● **Text block**:
Making things run faster

10-17-2008

Registered User

3,216, 33

Join Date: Mar 2005

Last Activity: 4 September 2020, 7:11 AM EDT

Location: classification algos

Posts: 3,216

Thanks Given: 19

Thanked 33 Times in 30 Posts

So here is my sample,

I repeat its only a sample code and needs to be tweaked a lot before actually using it but it doesn't mean that it won't work, it will work and as we are not aiming only at a just working code, always a better one

I have designed as a master-slave code.

Master code
Master will split the big file into chunks and the slave will process that. Finally master will delete the part files, other intermediate files and merge the final output.

Here is the master code

Code:

#! /opt/third-party/bin/perl

use strict;

#Either number of instances or number_of_line can be used for configuration
#For example am using number_of_lines as configuration

use constant NUM_OF_LINES => 1000000;
use constant SLAVE_NAME => 'slave.pl';
use constant END_MARKER => '_END_PROCESSED_';
use constant SLAVE_FILE_PART_NAME => 'part';
use constant FINAL_OUTPUT_FILE => 'final.output';

my $line_counter = 0;
my $split_file_counter = 0;
my %splitFileHash;
my $file_name = $split_file_counter;
my $file_handle = undef;
my $command = "./" . +SLAVE_NAME;

die "[MASTER] Please provide filename as input\n" if ( ! defined $ARGV[0] );

sub mergeOutput {

  open(FOFILE, ">", +FINAL_OUTPUT_FILE)

● **Supplied material**:
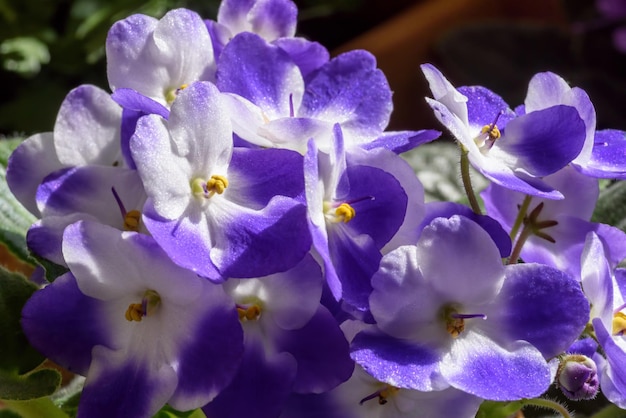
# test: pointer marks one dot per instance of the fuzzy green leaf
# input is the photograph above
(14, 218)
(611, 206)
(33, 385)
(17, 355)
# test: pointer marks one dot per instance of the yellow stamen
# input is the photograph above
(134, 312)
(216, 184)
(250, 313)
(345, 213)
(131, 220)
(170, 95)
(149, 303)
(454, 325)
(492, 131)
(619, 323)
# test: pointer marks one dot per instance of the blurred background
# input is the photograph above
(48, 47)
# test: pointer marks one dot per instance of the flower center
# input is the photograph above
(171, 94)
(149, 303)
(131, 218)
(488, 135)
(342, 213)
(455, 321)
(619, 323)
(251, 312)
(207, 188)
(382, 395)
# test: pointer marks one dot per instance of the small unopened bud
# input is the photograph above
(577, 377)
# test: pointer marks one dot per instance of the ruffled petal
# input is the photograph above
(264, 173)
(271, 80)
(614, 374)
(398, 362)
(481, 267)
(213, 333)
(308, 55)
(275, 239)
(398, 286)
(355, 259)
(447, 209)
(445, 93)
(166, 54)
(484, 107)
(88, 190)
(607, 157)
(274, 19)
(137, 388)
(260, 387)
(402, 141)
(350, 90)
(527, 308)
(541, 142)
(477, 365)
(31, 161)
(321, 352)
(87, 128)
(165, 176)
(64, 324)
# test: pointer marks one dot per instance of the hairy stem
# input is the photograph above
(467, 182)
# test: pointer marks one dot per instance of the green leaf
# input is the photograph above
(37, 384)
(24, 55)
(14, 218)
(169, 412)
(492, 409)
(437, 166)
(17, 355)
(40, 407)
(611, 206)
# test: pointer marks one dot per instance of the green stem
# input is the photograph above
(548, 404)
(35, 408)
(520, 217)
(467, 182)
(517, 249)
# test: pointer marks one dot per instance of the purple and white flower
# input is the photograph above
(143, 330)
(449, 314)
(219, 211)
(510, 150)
...
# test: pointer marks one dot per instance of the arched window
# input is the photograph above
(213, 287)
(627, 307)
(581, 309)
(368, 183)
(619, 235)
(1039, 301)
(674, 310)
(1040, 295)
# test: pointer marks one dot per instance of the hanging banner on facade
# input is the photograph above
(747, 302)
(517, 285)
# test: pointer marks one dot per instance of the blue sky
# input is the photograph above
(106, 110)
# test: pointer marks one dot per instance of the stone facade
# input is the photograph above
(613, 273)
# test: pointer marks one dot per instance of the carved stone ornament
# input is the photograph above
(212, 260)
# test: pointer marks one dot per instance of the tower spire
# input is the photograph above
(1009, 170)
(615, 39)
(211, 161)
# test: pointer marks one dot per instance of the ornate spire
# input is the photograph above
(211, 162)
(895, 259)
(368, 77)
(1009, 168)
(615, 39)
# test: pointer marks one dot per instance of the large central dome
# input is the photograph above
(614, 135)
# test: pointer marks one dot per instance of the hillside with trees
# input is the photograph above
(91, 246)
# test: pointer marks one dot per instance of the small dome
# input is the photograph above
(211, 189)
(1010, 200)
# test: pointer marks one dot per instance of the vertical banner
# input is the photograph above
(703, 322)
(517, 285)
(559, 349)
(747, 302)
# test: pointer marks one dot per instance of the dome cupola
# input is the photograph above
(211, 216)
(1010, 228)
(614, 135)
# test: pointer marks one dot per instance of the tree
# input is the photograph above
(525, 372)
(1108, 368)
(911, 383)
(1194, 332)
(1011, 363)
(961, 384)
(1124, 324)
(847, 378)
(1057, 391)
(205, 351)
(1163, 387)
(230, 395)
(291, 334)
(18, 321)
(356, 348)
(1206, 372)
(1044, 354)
---
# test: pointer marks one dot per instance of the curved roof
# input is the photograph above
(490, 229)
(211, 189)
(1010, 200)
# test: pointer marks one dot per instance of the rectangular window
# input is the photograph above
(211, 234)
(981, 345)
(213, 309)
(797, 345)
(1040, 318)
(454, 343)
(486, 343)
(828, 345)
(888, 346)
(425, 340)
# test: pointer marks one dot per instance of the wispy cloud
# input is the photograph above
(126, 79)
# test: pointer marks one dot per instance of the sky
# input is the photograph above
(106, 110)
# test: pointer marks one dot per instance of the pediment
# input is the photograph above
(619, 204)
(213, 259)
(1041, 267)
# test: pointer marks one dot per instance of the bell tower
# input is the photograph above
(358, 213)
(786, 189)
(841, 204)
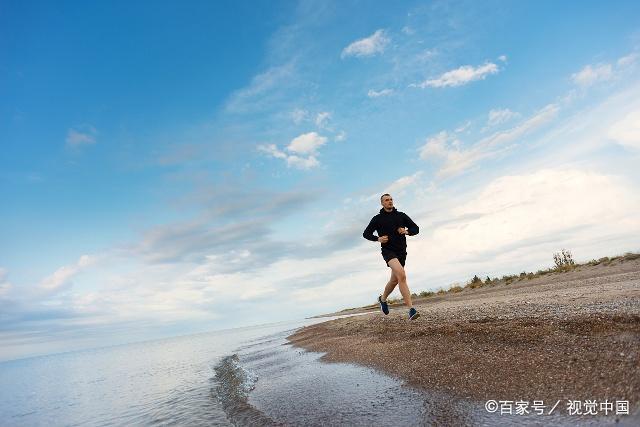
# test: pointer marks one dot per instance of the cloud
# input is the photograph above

● **Written request**: Rewrite the forum post's passage starting at "I have designed" and ending at "the final output.", substituting "pieces" for "chunks". The data on this page come from a different source than the forum post.

● **Correct answer**:
I have designed as a master-slave code.

Master code
Master will split the big file into pieces and the slave will process that. Finally master will delete the part files, other intermediate files and merge the final output.